Stored items:
Segment Open

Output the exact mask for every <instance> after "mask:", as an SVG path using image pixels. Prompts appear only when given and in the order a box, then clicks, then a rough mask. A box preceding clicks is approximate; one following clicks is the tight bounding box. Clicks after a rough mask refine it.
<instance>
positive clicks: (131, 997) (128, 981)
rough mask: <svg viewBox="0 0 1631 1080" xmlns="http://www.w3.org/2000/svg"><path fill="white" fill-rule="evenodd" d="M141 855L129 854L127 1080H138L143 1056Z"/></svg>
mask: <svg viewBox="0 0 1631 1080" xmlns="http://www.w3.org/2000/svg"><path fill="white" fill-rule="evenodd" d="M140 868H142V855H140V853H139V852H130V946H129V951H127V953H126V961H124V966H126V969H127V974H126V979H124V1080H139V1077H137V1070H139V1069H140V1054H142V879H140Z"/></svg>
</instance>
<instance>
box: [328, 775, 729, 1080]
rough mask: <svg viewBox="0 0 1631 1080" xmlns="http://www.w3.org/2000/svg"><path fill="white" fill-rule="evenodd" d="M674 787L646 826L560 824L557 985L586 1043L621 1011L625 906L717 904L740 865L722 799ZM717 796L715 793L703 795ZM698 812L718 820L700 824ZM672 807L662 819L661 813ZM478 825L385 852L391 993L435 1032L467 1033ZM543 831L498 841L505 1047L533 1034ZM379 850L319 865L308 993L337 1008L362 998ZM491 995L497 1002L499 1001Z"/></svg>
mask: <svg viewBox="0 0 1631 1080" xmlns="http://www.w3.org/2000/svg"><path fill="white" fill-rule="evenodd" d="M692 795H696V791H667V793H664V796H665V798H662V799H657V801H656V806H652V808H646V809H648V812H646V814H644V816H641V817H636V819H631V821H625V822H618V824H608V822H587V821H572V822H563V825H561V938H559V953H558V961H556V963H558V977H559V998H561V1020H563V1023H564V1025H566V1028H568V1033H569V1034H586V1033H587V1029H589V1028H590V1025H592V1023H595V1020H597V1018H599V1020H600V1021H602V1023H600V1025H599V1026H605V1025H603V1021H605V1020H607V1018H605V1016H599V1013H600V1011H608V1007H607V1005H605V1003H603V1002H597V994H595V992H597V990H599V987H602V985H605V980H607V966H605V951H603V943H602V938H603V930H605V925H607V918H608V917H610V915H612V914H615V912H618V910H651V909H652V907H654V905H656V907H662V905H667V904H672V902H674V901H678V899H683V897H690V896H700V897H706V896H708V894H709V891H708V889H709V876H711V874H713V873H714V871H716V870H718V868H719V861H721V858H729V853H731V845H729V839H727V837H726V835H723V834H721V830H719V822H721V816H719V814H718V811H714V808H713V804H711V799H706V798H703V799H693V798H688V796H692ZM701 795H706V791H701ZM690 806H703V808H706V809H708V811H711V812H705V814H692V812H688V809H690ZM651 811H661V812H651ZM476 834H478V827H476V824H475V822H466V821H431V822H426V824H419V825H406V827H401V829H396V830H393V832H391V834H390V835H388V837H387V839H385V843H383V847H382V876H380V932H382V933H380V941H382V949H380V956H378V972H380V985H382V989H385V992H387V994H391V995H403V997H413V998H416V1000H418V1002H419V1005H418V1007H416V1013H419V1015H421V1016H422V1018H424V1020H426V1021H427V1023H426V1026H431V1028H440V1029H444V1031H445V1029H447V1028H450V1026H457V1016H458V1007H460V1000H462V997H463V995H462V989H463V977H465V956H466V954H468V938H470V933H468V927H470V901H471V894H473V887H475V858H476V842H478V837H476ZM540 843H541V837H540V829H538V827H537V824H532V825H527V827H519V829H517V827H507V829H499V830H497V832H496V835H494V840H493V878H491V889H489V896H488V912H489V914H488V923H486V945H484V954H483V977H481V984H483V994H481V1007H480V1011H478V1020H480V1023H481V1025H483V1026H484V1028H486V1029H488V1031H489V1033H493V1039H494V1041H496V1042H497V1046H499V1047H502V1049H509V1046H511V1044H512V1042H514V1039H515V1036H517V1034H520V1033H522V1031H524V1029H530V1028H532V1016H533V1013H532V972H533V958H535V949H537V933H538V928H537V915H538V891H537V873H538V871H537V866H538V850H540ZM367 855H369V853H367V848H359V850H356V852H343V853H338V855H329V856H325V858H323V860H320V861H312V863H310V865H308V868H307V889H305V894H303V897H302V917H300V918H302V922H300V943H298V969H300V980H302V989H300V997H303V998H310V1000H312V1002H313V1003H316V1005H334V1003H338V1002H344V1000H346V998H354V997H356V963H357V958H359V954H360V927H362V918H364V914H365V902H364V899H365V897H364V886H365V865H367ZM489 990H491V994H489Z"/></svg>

Segment Closed

Work item:
Reproduce only this range: the first line of the data above through the line with "box: [328, 775, 729, 1080]", both included, exactly as written.

Your solution:
Output the exact mask for every <instance> after "mask:", as an SVG path using image pixels. Prompts appear only when given and in the order a box, then clicks, then a rough mask. A box preceding clicks is approximate; one following clicks is the tight bounding box. Clicks after a rough mask refine it.
<instance>
positive clicks: (131, 997) (128, 981)
rough mask: <svg viewBox="0 0 1631 1080" xmlns="http://www.w3.org/2000/svg"><path fill="white" fill-rule="evenodd" d="M141 855L129 854L127 1080H138L143 1056Z"/></svg>
mask: <svg viewBox="0 0 1631 1080" xmlns="http://www.w3.org/2000/svg"><path fill="white" fill-rule="evenodd" d="M140 868H142V855H140V853H139V852H130V946H129V951H127V953H126V961H124V966H126V969H127V974H126V979H124V1080H139V1077H137V1070H139V1069H140V1054H142V879H140Z"/></svg>
</instance>
<instance>
box: [328, 775, 729, 1080]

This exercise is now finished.